▶ [THE INPUT]:
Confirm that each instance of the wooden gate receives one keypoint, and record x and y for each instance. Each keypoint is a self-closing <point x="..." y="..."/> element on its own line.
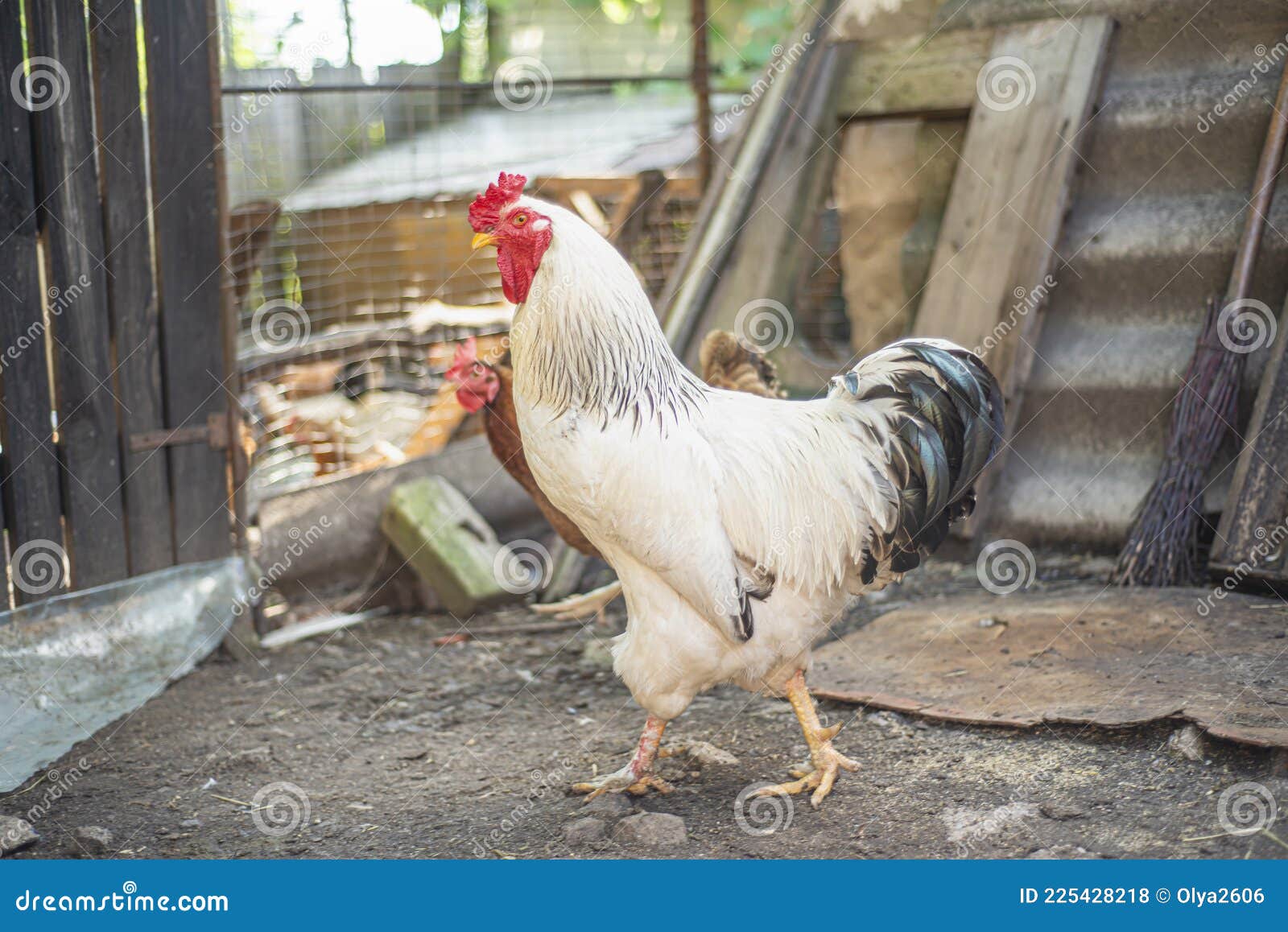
<point x="114" y="388"/>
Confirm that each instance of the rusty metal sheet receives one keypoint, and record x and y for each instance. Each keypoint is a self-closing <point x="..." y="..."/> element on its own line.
<point x="1095" y="655"/>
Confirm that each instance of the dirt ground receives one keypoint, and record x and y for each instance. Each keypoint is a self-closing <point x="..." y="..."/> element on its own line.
<point x="396" y="747"/>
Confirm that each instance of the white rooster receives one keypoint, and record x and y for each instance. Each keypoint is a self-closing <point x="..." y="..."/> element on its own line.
<point x="740" y="526"/>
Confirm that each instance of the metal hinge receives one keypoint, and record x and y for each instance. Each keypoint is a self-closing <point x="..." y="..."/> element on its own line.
<point x="214" y="431"/>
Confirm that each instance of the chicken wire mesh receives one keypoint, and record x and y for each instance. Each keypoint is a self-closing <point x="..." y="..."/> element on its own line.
<point x="357" y="133"/>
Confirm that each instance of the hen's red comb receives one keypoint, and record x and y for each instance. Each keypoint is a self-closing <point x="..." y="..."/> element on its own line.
<point x="486" y="210"/>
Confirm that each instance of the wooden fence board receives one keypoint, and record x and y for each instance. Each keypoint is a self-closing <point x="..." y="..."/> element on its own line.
<point x="132" y="294"/>
<point x="72" y="225"/>
<point x="29" y="472"/>
<point x="180" y="43"/>
<point x="1008" y="202"/>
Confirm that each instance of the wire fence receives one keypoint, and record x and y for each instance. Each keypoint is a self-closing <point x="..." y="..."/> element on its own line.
<point x="357" y="133"/>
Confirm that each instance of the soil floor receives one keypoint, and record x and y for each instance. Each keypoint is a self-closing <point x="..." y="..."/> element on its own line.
<point x="378" y="743"/>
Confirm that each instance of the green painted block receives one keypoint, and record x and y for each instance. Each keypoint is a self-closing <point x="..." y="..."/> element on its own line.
<point x="448" y="543"/>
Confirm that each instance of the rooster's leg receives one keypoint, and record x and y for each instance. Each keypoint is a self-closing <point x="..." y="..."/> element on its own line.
<point x="583" y="607"/>
<point x="637" y="777"/>
<point x="824" y="762"/>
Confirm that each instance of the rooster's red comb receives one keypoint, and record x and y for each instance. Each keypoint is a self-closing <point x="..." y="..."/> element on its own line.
<point x="486" y="210"/>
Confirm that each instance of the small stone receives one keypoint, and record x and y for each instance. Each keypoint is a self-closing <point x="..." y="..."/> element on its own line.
<point x="94" y="839"/>
<point x="16" y="835"/>
<point x="609" y="805"/>
<point x="708" y="756"/>
<point x="585" y="832"/>
<point x="1187" y="743"/>
<point x="1062" y="811"/>
<point x="650" y="829"/>
<point x="1063" y="852"/>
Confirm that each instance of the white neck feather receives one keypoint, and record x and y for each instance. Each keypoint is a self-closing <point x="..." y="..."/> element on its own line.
<point x="586" y="336"/>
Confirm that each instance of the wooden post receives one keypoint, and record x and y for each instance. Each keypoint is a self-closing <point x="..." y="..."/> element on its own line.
<point x="186" y="219"/>
<point x="702" y="92"/>
<point x="130" y="289"/>
<point x="29" y="470"/>
<point x="71" y="221"/>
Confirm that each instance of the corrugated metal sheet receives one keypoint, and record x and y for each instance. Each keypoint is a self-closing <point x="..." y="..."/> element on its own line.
<point x="1150" y="234"/>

▶ [TASK GOAL]: Make a word-for-word repeat of the material, skipping all pictures.

▶ [OUTPUT FOR THIS TASK]:
Confirm that each instance of the wooden gate receives one keypoint, and record x and y for each instance. Each keypoint is a self-closing <point x="..." y="..."/> element on its own line.
<point x="114" y="388"/>
Confirm that each instance of the rusty metal sheet receives one keypoint, and record x and y for each instance. Each keypoint is a self-closing <point x="..." y="..."/> element on its own line.
<point x="1095" y="655"/>
Confirm that each instance of the dirt ground receives one keypoint, and record x and y for each instance. Each keypoint is a self-closing <point x="..." y="..."/> element on its own line.
<point x="396" y="747"/>
Confirm that each instance of the white rooster receives one keypoint, and record x and y for each instance. Each keypoint is a self-closing <point x="..." y="..."/> element on its own line.
<point x="740" y="526"/>
Confirm that each instance of the metal hinge receives one keypoint, and record x and y for each instance. Each keypoint is a self-closing <point x="..." y="..."/> element on its own line.
<point x="214" y="431"/>
Confirm that each instance of the chicken wire mesh receives one keypoint, and record x and y for each instance. Each keypoint is a self-closing <point x="..." y="..."/> element on its own line.
<point x="357" y="133"/>
Confirm that each instance of the hen's red comb receives one keypoint, and record x and y for each instance. Each keypoint is a self-closing <point x="..." y="..."/> element on its own line.
<point x="486" y="210"/>
Confirm that each instance of the wooden fence board receives one keypoint, and record x and y for each instance. Each keypoint is a self-closing <point x="..." y="..."/> element on its own line.
<point x="132" y="294"/>
<point x="72" y="225"/>
<point x="29" y="472"/>
<point x="180" y="43"/>
<point x="1008" y="202"/>
Confirm that each instance of the wire fence receives one keypoint, and record x and y for each instance. Each keypoint is a self-closing <point x="..." y="..."/> element on its own line.
<point x="357" y="133"/>
Confirm that each instance of the soil floor receives one keypoint, and record x and y for each instance. Each keypoint is a self-closing <point x="..." y="..."/> element on its own line.
<point x="378" y="743"/>
Confirm that each instance of the green painted block receives one keypoint, and record x and y for each instance. Each keypoint is a self-closing <point x="..." y="..."/> element on its own line.
<point x="448" y="543"/>
Confirm that each instance of the rooster's leg receives one keypoint, and record x and y for each instance. Each keypoint is a self-closing <point x="..." y="..."/> element on its own line.
<point x="583" y="607"/>
<point x="637" y="777"/>
<point x="824" y="762"/>
Confirm that each instance of the rooster's red comb receives one keypoint, and record x and y for each instance. Each keypoint is a self-closing <point x="..." y="..."/> element on its own line.
<point x="486" y="210"/>
Confirm that each instance of the small stone receives one keypoint, and record x and y for each instance. Each keypoint is a self-closing <point x="..." y="..."/> element on its own line.
<point x="94" y="839"/>
<point x="16" y="835"/>
<point x="609" y="805"/>
<point x="708" y="756"/>
<point x="585" y="832"/>
<point x="1187" y="743"/>
<point x="1062" y="811"/>
<point x="650" y="829"/>
<point x="1063" y="852"/>
Confirm that each instance of the white neck feather receives one keypoint, and record x and y for each instance. Each keypoint is a self-closing <point x="..." y="..."/> element on its own line.
<point x="586" y="336"/>
Confirm that each instance of the wooden post receives one keypoint, and record x and y for each instance. Each keypoint is a self-closing <point x="..." y="..."/> element on its own line.
<point x="186" y="219"/>
<point x="702" y="92"/>
<point x="130" y="289"/>
<point x="29" y="470"/>
<point x="71" y="221"/>
Confirm that each instance of the corrugated metal sheet receives one keypoint, and record x and y for each instance. Each keypoint is a self-closing <point x="..." y="..."/> element on its own line.
<point x="1150" y="234"/>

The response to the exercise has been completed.